▶ **What the exercise asks**
Transcribe every record that appears below, exactly and in full.

▶ **Supplied data**
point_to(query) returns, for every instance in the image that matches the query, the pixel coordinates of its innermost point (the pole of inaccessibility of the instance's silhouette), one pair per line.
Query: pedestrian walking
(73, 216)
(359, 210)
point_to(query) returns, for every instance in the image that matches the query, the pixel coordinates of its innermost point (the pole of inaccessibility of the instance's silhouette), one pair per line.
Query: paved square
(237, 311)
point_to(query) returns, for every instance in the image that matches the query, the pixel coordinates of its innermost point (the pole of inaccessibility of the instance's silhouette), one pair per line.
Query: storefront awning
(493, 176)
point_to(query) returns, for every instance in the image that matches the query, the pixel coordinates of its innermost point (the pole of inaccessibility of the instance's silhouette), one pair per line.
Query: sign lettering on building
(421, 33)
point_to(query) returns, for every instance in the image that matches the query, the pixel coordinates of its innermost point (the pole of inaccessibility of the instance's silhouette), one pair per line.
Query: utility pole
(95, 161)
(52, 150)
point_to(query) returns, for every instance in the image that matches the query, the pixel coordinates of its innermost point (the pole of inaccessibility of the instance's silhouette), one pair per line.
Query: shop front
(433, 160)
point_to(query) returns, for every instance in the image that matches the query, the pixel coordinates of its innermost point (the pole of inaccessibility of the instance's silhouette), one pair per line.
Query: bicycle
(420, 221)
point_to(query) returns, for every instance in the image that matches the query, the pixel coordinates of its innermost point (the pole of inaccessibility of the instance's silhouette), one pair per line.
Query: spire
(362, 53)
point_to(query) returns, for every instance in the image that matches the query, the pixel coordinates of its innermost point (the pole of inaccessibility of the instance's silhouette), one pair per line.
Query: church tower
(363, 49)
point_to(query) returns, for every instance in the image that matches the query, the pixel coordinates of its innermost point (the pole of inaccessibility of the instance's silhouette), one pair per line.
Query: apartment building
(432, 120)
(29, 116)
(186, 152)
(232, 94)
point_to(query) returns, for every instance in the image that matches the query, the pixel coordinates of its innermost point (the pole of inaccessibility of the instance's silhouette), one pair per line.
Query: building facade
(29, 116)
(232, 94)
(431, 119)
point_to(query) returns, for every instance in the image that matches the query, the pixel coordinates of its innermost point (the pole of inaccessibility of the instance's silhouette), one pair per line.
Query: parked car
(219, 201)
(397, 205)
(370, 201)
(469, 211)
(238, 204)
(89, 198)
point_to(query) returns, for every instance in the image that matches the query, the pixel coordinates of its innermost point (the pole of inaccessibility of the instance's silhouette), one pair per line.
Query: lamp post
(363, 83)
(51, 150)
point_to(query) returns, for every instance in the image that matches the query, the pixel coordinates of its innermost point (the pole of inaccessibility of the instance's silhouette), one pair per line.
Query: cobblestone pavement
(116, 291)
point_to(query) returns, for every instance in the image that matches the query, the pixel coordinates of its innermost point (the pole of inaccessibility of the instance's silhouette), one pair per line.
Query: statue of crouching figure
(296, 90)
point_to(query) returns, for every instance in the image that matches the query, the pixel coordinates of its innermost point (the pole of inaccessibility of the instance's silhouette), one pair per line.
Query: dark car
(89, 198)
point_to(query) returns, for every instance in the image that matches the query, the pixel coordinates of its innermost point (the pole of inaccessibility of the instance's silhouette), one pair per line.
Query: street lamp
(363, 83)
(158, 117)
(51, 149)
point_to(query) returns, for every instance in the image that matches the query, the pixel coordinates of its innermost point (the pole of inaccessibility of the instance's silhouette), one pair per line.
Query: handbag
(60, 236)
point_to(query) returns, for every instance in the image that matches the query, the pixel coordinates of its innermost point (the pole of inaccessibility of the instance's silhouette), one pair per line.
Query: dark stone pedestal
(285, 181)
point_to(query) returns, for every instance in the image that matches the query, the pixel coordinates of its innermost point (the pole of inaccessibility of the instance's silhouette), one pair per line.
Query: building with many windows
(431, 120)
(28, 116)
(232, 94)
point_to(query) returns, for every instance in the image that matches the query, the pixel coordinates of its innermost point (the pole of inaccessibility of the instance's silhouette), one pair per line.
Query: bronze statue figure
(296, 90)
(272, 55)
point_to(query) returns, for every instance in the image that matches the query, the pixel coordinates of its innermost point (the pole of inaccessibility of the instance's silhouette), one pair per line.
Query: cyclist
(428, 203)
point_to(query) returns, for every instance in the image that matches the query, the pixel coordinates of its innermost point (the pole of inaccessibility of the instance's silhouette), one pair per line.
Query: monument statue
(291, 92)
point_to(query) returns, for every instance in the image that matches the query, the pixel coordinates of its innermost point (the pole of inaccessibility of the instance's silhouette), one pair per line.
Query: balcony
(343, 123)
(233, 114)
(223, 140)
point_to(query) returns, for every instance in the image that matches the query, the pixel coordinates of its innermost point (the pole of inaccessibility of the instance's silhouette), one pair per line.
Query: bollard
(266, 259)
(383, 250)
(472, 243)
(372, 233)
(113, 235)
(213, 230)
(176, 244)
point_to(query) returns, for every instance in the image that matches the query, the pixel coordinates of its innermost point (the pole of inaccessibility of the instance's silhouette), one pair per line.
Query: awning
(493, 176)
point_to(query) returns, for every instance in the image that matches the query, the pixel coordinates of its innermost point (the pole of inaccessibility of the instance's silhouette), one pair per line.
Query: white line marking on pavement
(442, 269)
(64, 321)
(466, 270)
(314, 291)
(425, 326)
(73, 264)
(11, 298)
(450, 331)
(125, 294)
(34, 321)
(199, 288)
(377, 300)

▶ **Solution for this problem**
point_to(query) returns, for every instance in the image that matches the query, the pixel coordinates of its innermost point (the pole of inaccessibility of the instance's silhouette), one pair per line.
Query: pedestrian walking
(73, 216)
(359, 210)
point_to(query) returns, for every instance in the image that matches the query, the pixel coordinates of its innermost point (the pole of inaccessibility of the instance's silhouette), one pair per line.
Query: paved square
(237, 311)
point_to(query) returns, for every instance in the image that matches the query, the pixel coordinates of its innermost point (the pole of inaccessibility of the instance's silhouette), one pair per line.
Query: storefront awning
(493, 176)
point_to(query) returns, for every instance in the image that matches the query, the pixel coordinates of its innermost point (the pole of inaccessibility of the instance's silhouette), one pair per line.
Query: sign lettering on building
(421, 33)
point_to(query) returns, for every instance in the image that matches the query, the pixel coordinates of its innermost point (the pole of inaccessibility of the instance's silhouette), one pair per line.
Query: utility pole
(95, 161)
(52, 150)
point_to(query) returns, for every instance in the image that matches the query, the pixel coordinates of its innermost point (the pole of inaccessibility of the instance's silhouette), one pair per line.
Query: shop front
(433, 160)
point_to(query) returns, for every instance in the image that matches the query, the pixel coordinates of its innermost point (the pole of inaccessibility of the instance's silhouette), one pair per line.
Query: bicycle
(420, 221)
point_to(query) returns, for every instance in the image that matches the query, the pixel coordinates of its innermost point (the pole of inaccessibility of the instance's silhouette), one pair per line.
Query: spire
(362, 53)
point_to(query) returns, for every instance in the image that matches the query, the pixel coordinates of its innermost point (the pole of inaccessibility of the instance's silhouette), one pair per line.
Query: church tower
(363, 49)
point_to(query) returns, for every instance in the image that matches the query, the pixel coordinates of its innermost point (the pole of inaccessibility of the instance's silhouette), one pair per line.
Query: apartment building
(432, 120)
(29, 116)
(186, 152)
(232, 94)
point_to(query) returns, for every instance in the image that matches the query, the pixel coordinates of its innermost point (the pole of inaccessibility of the instance's silhouette), one pair per line.
Query: building facade
(29, 116)
(232, 94)
(431, 119)
point_to(query) returns, for every instance in the image that matches the query, the pixel coordinates of its innermost point (the pole of inaccessibility of the instance's silhouette), one pair per line.
Query: parked car
(219, 201)
(397, 205)
(370, 201)
(469, 211)
(238, 204)
(89, 198)
point_to(query) returns, for every instance in the image that matches the query, the pixel coordinates of its innermost point (the pole of inaccessibility of the instance's silhouette), one pair per line.
Query: lamp post
(363, 83)
(51, 150)
point_to(query) returns, for every instance in the image that matches the query, the pixel coordinates of its innermost point (the pole of inaccessibility of the instance's silhouette), one pair per line.
Query: cobblestone pavement
(116, 291)
point_to(query) returns, for every instance in the image that matches the query, the pixel coordinates of its innermost point (the pole of inaccessibility of the instance's silhouette), one pair per line.
Query: statue of crouching figure
(296, 90)
point_to(query) returns, for every instance in the image that matches the query, the pixel coordinates of its innermost point (the pole of inaccessibility of the instance's silhouette), one pair per line.
Query: dark car
(89, 198)
point_to(query) returns, for every instance in the image that matches the query, the pixel coordinates of its innermost point (the pole of inaccessibility of the instance's silhouette), one pair per line.
Query: street lamp
(363, 83)
(158, 117)
(51, 149)
point_to(query) returns, for every instance in the image that matches the query, the pixel coordinates of its innermost point (the pole of inaccessibility of the instance's silhouette), one pair per line.
Query: handbag
(60, 236)
point_to(query) returns, for every instance in the image that matches the query, the pixel coordinates of its innermost point (the pole of inaccessibility of the instance's silhouette), one pair per line.
Query: dark stone pedestal
(285, 181)
point_to(query) returns, for every instance in the image that matches the query, the pixel coordinates of its innermost point (the pole of inaccessibility of the instance's silhouette), one pair per line.
Query: building with many windows
(431, 120)
(28, 116)
(232, 94)
point_to(query) returns, for every instance in the image that matches the query, the pixel coordinates of its innermost point (the pole of inaccessibility of the instance's silhouette), one pair per line.
Query: bronze statue figure
(296, 90)
(272, 55)
point_to(query) returns, for every instance in the image that matches the query, the pixel coordinates of its innermost point (the pole of inaccessibility of the instance's silhouette), one pair per line.
Query: cyclist
(428, 203)
point_to(query) returns, for every instance in the image that matches the query, the pixel coordinates of its innermost point (the pole of inaccessibility of the instance's silhouette), one pair per line.
Query: monument statue
(291, 92)
point_to(query) returns, for every instance in the image that matches the query, the pixel coordinates of its innermost point (the pole of inaccessibility of the instance's silhouette), one pair per line.
Query: balcony
(343, 123)
(233, 114)
(223, 140)
point_to(query) returns, for every instance in the image that matches the query, the pixel coordinates of its innermost point (the pole of inaccessibility of the instance's silhouette), one pair per line.
Query: bollard
(266, 259)
(383, 250)
(472, 243)
(372, 233)
(113, 235)
(213, 230)
(176, 244)
point_to(query) returns, for every instance in the image that matches the query, the pixel coordinates of its innermost point (the pole of inaccessibility of the instance's silhouette), one pair per line.
Query: awning
(493, 176)
point_to(query) returns, for every instance in the image that matches the query, the pixel coordinates of its innermost point (the pole of inaccessibility of the instance's silhouette), one pair per line.
Query: white line marking on pavement
(442, 269)
(64, 321)
(466, 270)
(314, 291)
(425, 326)
(73, 264)
(11, 298)
(450, 331)
(125, 294)
(34, 321)
(199, 288)
(377, 300)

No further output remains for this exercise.